## Exercise
Copy out the passage of the bismuth ferrite text below, starting at "Bismuth ferrite (BiFeO₃)" and ending at "anti-symmetric Dzyaloshinsky-Moria exchange.".

## Document
** BEGIN **

Bismuth ferrite (BiFeO₃) is a magneto-electric material which exhibits simultaneously ferroelectric and antiferromagnetic properties. We have used high-field electron spin resonance (ESR) as a local probe of the magnetic order in the magnetic range of 0-25 Tesla. With increasing magnetic field, an induced transition has been found between incommensurately modulated cycloidal antiferromagnetic and homogeneous magnetized spin state. The data reveal a number of interesting changes with increasing field, including: (i) significant changes in the ESR spectra; (ii) hysteresis in the spectra near the critical field. We have analyzed the changes in the ESR spectra by taking into account the magnetic anisotropy of the crystal and the homogeneous anti-symmetric Dzyaloshinsky-Moria exchange.

We have also investigated phase induced transition by epitaxial constraint, and substituent and cystalline solution effects.

Variously oriented BiFeO₃ epitaxial thin films have been deposited by pulsed laser deposition. Dramatically enhanced polarization has been found for (001)c, (110)c, and (111)c films, relative to that of BiFeO₃ crystals. The easy axis of spontaneous polarization lies close to (111)c for the variously oriented films. BiFeO₃ films grown on (111)c have a rhombohedral structure, identical to that of single crystals. Whereas, films grown on (110)c or (001)c are explained in terms of an epitaxially-induced transition between cycloidal and homogeneous spin states, via magneto-electric interactions.

** END **

## Provided material

** BEGIN **

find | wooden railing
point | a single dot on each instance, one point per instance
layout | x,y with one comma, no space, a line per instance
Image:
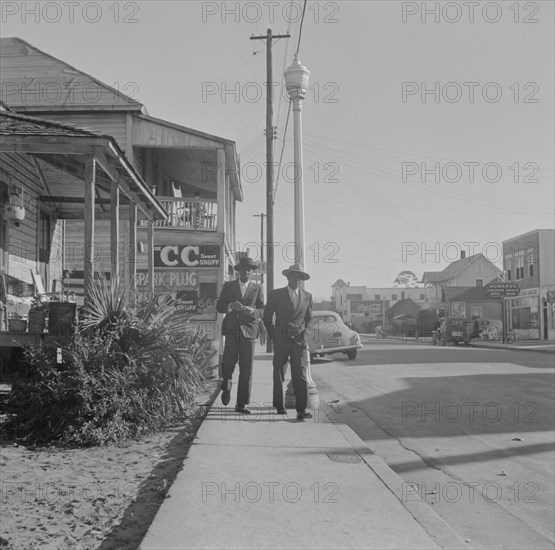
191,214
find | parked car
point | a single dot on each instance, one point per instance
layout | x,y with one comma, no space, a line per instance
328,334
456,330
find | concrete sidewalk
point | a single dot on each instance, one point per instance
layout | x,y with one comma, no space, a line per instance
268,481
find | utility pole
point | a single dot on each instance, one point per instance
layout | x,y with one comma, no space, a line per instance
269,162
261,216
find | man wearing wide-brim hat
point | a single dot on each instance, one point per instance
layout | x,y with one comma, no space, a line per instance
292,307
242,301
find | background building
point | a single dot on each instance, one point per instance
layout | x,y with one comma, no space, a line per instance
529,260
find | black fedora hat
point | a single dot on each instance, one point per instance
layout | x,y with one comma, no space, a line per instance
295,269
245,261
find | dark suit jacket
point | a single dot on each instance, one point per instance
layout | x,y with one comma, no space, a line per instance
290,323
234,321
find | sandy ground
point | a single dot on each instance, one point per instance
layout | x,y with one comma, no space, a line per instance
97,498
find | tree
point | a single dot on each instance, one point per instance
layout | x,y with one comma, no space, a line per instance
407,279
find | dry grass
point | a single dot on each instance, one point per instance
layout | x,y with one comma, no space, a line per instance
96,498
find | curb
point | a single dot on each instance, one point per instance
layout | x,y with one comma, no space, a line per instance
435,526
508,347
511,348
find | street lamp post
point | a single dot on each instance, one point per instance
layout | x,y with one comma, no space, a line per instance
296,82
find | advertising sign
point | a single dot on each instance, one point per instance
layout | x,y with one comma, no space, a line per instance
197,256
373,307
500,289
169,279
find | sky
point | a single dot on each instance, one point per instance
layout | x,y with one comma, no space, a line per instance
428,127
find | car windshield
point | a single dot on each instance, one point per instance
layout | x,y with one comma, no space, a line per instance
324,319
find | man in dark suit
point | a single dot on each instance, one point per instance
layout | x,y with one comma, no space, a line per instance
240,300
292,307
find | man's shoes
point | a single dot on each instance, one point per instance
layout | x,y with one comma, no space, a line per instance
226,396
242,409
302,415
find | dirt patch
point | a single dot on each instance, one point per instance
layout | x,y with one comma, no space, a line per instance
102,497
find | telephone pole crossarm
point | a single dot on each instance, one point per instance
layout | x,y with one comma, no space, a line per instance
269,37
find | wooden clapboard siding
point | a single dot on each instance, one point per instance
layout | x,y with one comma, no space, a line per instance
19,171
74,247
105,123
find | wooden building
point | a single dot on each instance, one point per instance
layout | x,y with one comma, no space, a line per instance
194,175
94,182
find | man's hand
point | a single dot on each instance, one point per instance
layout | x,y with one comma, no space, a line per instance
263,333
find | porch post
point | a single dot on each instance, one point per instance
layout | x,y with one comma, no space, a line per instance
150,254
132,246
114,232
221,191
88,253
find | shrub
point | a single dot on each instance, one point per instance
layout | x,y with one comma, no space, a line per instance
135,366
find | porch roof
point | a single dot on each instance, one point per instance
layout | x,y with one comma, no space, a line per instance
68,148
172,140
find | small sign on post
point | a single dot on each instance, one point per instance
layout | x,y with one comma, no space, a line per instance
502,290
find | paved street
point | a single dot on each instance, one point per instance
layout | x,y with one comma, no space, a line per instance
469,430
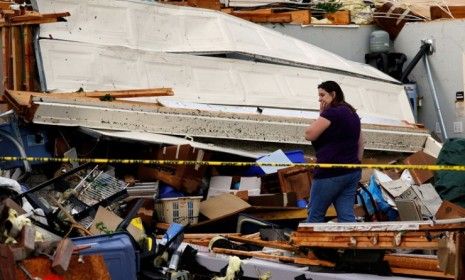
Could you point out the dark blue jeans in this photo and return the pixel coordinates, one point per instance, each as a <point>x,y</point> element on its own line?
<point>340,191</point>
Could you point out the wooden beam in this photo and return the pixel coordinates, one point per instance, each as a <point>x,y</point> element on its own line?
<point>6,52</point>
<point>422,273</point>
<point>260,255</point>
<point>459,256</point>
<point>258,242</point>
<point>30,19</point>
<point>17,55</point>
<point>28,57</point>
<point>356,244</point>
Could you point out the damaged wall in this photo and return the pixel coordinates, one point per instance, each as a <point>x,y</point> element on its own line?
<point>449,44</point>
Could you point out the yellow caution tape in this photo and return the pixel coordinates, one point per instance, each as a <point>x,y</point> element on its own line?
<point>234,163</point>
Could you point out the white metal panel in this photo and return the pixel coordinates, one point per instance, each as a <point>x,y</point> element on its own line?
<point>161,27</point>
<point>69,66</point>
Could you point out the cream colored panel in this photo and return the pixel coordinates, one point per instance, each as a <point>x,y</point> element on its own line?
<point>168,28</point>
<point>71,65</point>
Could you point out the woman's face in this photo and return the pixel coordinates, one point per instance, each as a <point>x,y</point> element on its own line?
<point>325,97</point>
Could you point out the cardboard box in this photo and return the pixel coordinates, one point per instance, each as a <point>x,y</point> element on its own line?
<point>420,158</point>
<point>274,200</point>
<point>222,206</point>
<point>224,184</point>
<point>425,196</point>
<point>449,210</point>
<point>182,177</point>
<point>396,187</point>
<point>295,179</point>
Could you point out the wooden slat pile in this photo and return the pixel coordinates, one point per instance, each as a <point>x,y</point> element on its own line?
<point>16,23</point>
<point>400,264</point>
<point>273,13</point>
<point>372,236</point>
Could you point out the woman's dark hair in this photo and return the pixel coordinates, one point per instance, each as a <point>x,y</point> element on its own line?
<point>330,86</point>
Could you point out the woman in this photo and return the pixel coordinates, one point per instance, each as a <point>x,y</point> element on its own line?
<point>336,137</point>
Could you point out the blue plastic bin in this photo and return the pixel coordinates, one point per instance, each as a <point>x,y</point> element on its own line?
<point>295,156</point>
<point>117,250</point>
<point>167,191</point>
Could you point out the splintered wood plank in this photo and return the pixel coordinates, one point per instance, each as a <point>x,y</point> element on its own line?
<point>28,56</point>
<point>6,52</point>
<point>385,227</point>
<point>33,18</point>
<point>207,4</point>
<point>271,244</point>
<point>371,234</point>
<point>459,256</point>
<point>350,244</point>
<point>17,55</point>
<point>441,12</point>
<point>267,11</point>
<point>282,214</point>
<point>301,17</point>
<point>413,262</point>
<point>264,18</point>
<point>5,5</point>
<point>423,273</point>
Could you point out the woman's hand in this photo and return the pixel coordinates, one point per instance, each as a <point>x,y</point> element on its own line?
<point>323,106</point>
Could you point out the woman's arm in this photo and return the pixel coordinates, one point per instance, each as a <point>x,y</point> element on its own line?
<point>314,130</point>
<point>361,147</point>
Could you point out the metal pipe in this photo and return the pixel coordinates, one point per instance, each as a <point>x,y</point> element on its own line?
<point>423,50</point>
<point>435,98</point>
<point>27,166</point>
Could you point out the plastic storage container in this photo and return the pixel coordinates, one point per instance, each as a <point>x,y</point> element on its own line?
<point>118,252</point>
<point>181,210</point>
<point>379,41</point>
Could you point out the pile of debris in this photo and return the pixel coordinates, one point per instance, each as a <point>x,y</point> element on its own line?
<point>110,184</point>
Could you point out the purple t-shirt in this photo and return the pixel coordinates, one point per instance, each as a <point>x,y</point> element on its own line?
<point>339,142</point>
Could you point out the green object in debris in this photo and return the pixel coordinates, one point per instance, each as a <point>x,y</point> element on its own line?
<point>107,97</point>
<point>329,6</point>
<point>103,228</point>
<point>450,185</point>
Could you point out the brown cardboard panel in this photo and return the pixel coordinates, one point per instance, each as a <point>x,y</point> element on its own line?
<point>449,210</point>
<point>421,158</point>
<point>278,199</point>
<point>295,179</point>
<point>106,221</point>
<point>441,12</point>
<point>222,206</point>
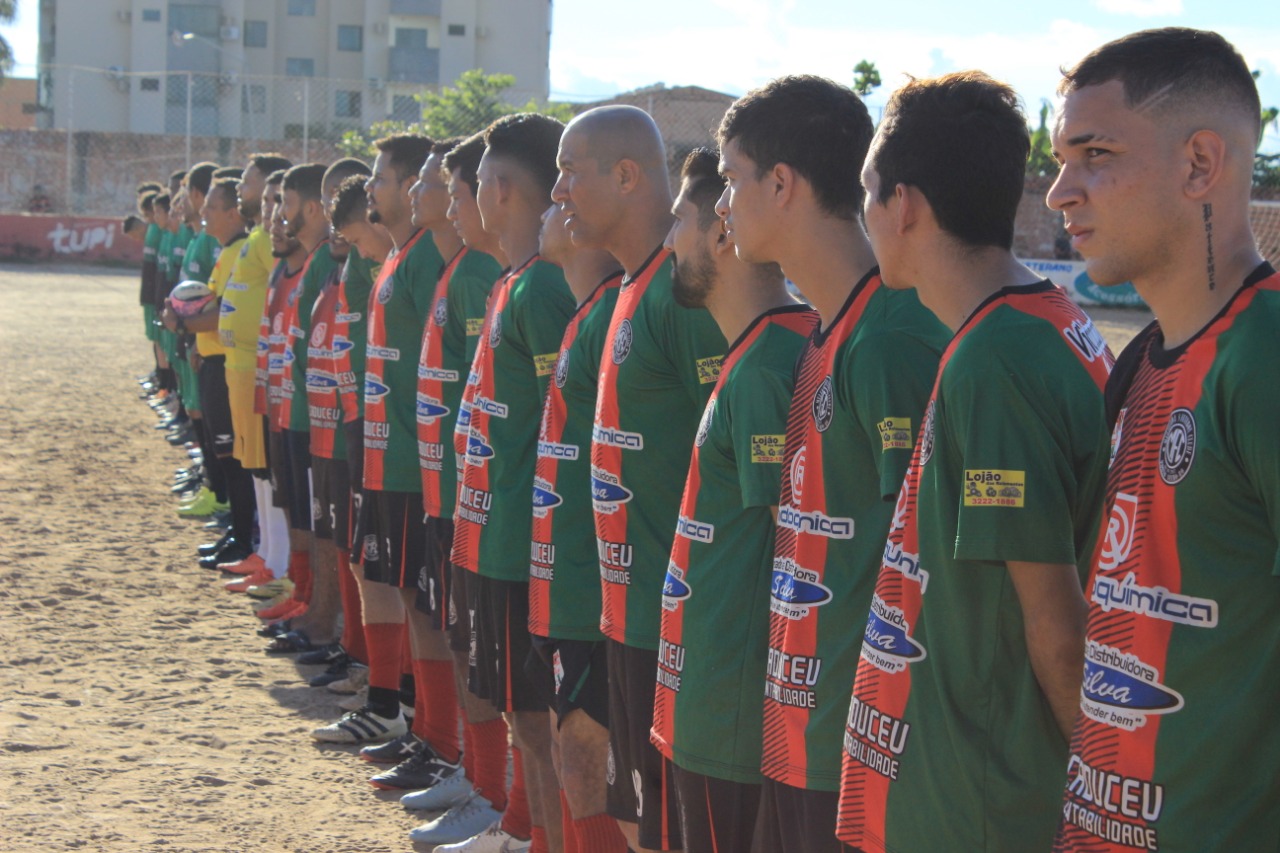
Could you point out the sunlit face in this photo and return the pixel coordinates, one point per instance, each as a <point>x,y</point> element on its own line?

** END **

## Output of the exercise
Bismuth ferrite (BiFeO₃) is a magneto-electric material which exhibits simultaneously ferroelectric and antiferromagnetic properties. We have used high-field electron spin resonance (ESR) as a local probe of the magnetic order in the magnetic range of 0-25 Tesla. With increasing magnetic field, an induced transition has been found between incommensurately modulated cycloidal antiferromagnetic and homogeneous magnetized spin state. The data reveal a number of interesting changes with increasing field, including: (i) significant changes in the ESR spectra; (ii) hysteresis in the spectra near the critical field. We have analyzed the changes in the ESR spectra by taking into account the magnetic anisotropy of the crystal and the homogeneous anti-symmetric Dzyaloshinsky-Moria exchange.